Activity: Word for word, repeat every record.

Excerpts from a dataset:
[Start of Attachment]

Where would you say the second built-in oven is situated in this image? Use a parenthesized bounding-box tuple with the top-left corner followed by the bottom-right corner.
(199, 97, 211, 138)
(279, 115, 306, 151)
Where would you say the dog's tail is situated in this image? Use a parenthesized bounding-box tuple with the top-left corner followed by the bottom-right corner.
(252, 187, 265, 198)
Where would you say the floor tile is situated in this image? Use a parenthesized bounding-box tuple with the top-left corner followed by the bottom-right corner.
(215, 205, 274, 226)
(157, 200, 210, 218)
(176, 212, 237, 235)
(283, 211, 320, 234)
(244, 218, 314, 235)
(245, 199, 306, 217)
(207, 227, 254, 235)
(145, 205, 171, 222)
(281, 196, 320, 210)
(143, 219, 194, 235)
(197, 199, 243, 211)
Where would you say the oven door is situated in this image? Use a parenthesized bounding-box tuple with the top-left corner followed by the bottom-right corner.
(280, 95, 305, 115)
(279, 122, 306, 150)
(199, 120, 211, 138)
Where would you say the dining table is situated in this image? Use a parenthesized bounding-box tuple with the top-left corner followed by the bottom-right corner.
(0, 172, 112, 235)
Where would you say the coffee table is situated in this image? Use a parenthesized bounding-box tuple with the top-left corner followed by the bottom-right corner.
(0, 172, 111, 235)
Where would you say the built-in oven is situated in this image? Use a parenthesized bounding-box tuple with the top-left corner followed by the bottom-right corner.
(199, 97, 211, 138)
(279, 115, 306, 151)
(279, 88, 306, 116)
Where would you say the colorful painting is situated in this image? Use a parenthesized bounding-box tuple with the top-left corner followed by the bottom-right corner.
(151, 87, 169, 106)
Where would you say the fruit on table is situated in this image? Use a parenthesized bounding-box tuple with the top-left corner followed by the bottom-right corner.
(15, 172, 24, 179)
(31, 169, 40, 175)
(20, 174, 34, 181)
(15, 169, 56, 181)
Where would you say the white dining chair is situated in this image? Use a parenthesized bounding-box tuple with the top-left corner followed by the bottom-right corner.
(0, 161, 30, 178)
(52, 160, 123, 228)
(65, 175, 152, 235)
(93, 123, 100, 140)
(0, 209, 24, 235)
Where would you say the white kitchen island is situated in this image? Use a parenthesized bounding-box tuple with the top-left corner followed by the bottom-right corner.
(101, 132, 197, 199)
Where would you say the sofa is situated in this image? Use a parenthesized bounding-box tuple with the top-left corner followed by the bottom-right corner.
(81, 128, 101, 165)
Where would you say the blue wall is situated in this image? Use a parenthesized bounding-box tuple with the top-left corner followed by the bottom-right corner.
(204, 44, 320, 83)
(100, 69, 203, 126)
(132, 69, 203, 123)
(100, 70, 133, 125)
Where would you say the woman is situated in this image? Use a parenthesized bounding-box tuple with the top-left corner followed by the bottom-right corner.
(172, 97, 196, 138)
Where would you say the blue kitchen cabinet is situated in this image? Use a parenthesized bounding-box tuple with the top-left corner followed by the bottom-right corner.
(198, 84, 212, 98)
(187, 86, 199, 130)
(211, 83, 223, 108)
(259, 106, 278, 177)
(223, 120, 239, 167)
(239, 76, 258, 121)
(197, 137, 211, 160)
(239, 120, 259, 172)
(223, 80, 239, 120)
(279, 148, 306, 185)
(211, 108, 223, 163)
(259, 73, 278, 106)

[End of Attachment]

Exercise response:
Where would you say the second built-in oven is situated in this image? Use a parenthesized bounding-box tuple with the top-left corner followed by the bottom-right corner.
(199, 97, 211, 138)
(279, 115, 306, 151)
Where would you say the dog's tail is situated in this image? Use a parenthesized bounding-box tuple with the top-left corner followed by the bottom-right corner.
(252, 187, 265, 198)
Where would you say the floor tile is situated in this image? Use a parenthesized bounding-box tuple with the top-left corner followed by the bottom-right corner.
(215, 205, 274, 226)
(157, 200, 210, 218)
(176, 212, 237, 235)
(283, 211, 320, 234)
(244, 218, 314, 235)
(245, 199, 306, 217)
(207, 227, 254, 235)
(145, 205, 171, 222)
(281, 196, 320, 210)
(143, 219, 194, 235)
(197, 199, 243, 211)
Where would you say the oven door is situated in this image? Use a parenthesized bounding-box tuple with the top-left corner followed by the bottom-right corner.
(280, 95, 305, 115)
(279, 122, 306, 150)
(199, 120, 211, 138)
Where would you say the dining table is situated in this image? Use a parenthesized bounding-box tuple with the top-left corner followed by the bottom-right corner.
(0, 172, 112, 235)
Where would you say the coffee table is situated in this image? Use a parenthesized bounding-box tuple with the top-left corner followed by the bottom-right corner.
(0, 172, 111, 235)
Where would you say the built-in oven is situated in this image? Use a parenthesized bounding-box tuple with the top-left corner followed by the bottom-right corner.
(199, 97, 211, 138)
(279, 115, 306, 151)
(279, 88, 306, 116)
Where would you say the colorful painting is situated in this image? Use a parenthesized bounding-box tuple with the top-left corner followed by the bottom-right corner.
(151, 87, 169, 106)
Where would you say the fruit on table is situated in this image? Use a parenthesized bounding-box tuple with the top-left corner followed by the bottom-right corner.
(15, 172, 24, 179)
(31, 169, 40, 175)
(20, 174, 34, 181)
(15, 169, 56, 181)
Where would you say the white dining chair is situated in this image? Use a parenthesized bounding-box tuple with the top-left corner followed by the bottom-right corner.
(0, 161, 30, 178)
(52, 160, 123, 228)
(65, 175, 152, 235)
(93, 123, 100, 140)
(0, 209, 24, 235)
Where would you say the white kitchen island is situated in this image? Use a parenthesized bounding-box tuple with the top-left corner followed by the bottom-right corner.
(101, 132, 197, 199)
Where would you say the sofa is situated in this image? Use a parenthesized bounding-box tuple with the top-left corner followed by the bottom-right corner.
(81, 128, 101, 165)
Where would you say the blue wall is situated in this image? Use a parenthesized bounding-box tuple with the top-left corner followed by the bottom-right corner.
(204, 44, 320, 83)
(100, 69, 203, 126)
(132, 69, 203, 123)
(100, 70, 133, 125)
Where would you say the woman is situated in this image? Use a parenthesized bounding-box tuple with the top-left corner followed by the bottom-right corner.
(172, 97, 196, 138)
Where would you say the blue kitchen cabinet is situated in this image? Use a parenthesized bounding-box tuple with the top-left corner followed by the bottom-right corner.
(198, 84, 212, 98)
(187, 86, 199, 130)
(211, 83, 223, 108)
(259, 106, 278, 177)
(223, 120, 239, 167)
(239, 76, 258, 121)
(197, 137, 211, 160)
(239, 120, 259, 172)
(223, 80, 239, 120)
(279, 148, 306, 185)
(211, 108, 223, 163)
(259, 73, 278, 106)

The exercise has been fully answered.